ACTIVITY |
When you reach the line in the data below that contains "Could you please spot the white court", please start repeating lines exactly, and stop after the line that contains "Could you please spot the blue gym", repeating nothing else.

────

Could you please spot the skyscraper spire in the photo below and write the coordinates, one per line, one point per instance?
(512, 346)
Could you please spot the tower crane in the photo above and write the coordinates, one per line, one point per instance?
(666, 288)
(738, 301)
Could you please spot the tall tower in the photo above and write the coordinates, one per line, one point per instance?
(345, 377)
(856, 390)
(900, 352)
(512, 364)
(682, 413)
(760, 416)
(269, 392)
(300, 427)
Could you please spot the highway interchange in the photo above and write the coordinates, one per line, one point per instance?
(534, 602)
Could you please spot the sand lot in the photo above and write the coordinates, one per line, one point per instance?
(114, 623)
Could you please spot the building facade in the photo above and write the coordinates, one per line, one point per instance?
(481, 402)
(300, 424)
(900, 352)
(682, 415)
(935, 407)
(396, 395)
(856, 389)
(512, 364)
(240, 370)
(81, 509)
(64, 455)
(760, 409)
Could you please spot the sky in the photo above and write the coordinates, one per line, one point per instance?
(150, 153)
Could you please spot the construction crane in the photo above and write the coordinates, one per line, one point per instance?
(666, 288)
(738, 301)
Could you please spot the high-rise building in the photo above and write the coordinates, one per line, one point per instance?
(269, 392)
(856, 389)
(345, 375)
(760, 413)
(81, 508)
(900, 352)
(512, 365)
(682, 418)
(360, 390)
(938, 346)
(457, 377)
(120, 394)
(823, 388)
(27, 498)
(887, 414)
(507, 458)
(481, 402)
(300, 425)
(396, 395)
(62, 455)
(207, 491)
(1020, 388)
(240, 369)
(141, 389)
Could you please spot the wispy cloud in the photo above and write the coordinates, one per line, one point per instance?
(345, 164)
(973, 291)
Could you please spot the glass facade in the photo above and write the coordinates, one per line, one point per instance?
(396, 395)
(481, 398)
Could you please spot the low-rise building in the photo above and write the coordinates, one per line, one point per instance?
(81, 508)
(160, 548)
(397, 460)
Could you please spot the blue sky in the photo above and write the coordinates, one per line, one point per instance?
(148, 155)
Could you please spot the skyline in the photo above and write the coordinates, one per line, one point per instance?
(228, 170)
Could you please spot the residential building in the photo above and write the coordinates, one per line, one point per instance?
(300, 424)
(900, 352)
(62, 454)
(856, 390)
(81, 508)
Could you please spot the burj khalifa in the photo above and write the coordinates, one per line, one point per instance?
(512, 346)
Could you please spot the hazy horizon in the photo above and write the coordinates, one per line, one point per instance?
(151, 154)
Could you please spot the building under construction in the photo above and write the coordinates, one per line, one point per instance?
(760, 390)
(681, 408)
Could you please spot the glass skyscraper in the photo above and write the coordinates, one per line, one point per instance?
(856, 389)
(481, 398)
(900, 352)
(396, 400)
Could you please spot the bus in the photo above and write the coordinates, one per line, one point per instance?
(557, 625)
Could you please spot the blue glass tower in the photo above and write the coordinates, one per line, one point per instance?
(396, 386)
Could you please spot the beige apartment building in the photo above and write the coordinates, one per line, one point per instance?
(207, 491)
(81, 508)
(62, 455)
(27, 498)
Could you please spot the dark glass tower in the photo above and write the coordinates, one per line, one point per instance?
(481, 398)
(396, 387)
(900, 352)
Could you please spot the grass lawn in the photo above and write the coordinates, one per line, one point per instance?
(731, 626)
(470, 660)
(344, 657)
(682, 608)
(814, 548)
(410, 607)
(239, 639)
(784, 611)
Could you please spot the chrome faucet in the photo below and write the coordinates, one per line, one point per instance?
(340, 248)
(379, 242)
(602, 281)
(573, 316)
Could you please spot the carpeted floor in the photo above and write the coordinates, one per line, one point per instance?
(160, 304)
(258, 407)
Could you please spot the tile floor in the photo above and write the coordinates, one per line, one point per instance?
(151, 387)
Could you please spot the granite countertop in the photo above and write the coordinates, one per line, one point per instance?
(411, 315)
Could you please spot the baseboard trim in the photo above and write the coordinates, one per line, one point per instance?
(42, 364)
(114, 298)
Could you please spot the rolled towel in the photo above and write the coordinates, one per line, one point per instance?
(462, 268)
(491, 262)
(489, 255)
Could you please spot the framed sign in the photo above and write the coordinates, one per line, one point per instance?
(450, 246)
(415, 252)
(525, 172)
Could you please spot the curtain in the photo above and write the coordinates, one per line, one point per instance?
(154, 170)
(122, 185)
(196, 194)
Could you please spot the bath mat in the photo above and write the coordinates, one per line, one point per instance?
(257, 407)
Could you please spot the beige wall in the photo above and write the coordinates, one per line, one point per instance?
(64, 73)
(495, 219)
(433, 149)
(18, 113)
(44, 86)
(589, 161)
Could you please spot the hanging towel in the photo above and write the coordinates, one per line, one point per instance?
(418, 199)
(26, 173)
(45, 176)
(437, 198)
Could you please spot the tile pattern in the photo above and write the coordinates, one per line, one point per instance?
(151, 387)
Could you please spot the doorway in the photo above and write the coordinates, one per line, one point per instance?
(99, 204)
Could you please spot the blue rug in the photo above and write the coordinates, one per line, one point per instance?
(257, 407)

────

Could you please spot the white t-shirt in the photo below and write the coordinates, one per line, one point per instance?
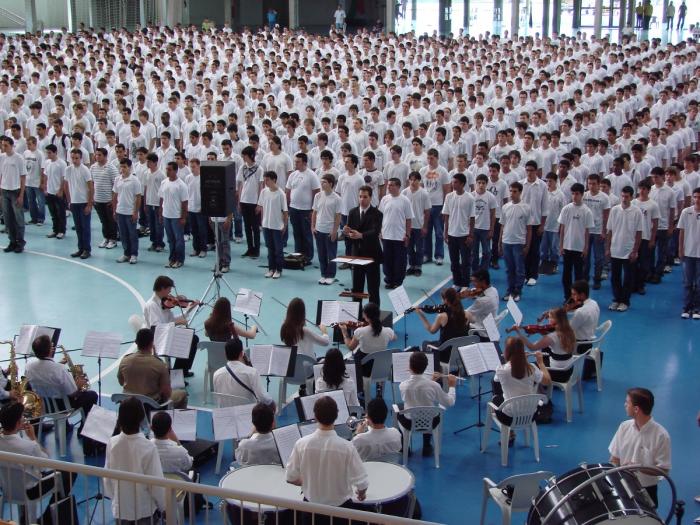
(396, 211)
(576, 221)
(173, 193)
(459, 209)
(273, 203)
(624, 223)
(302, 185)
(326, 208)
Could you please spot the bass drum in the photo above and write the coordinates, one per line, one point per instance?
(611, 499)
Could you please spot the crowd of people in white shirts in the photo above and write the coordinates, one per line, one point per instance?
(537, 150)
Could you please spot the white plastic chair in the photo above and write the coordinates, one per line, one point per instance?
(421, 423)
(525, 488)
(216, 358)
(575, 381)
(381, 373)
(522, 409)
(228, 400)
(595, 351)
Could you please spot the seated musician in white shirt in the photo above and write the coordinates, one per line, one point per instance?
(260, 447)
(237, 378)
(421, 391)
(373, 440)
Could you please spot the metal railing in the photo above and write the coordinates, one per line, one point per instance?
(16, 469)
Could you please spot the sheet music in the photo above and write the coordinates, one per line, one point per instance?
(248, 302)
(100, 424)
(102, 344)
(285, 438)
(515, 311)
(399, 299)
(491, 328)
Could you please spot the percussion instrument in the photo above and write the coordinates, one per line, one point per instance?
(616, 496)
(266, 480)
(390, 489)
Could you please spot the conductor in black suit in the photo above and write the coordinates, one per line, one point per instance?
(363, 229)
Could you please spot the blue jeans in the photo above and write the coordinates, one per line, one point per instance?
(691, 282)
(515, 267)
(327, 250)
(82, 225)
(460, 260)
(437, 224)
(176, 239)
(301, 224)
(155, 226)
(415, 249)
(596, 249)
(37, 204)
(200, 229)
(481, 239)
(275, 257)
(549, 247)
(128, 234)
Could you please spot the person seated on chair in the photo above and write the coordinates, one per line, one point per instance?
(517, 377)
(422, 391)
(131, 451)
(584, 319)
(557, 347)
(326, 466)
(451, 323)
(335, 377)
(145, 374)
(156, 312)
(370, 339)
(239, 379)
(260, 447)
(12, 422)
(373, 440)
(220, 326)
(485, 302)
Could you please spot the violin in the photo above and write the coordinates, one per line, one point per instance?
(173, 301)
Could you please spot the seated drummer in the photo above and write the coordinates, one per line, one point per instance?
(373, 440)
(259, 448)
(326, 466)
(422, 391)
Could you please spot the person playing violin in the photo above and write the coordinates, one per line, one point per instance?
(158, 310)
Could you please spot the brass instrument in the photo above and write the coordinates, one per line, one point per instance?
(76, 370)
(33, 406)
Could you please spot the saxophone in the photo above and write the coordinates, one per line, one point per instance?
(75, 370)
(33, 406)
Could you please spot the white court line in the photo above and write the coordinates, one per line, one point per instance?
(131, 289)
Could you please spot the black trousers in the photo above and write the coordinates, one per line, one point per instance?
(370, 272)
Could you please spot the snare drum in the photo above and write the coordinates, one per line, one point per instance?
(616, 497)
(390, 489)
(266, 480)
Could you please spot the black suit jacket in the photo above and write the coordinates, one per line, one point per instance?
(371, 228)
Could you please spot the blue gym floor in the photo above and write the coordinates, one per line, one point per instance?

────

RESULT OF THIS TASK |
Could you please spot the white court line in the photo above and write the coordinates, one per line, one point per instance?
(131, 289)
Could you please spot the black trousers in the photo above and write the coordinates, one per line, one point per instance?
(370, 272)
Could you please spot the snare drum in the photo above and write the coordinates, one per line, one point per instance?
(616, 497)
(390, 489)
(266, 480)
Could you please spot the black suit jacket in the photo above and write the coordinates, one per line, one point per instance?
(371, 228)
Could you please spot the blue gym floor in the photo above and write the coordinates, one per line, one point per instance?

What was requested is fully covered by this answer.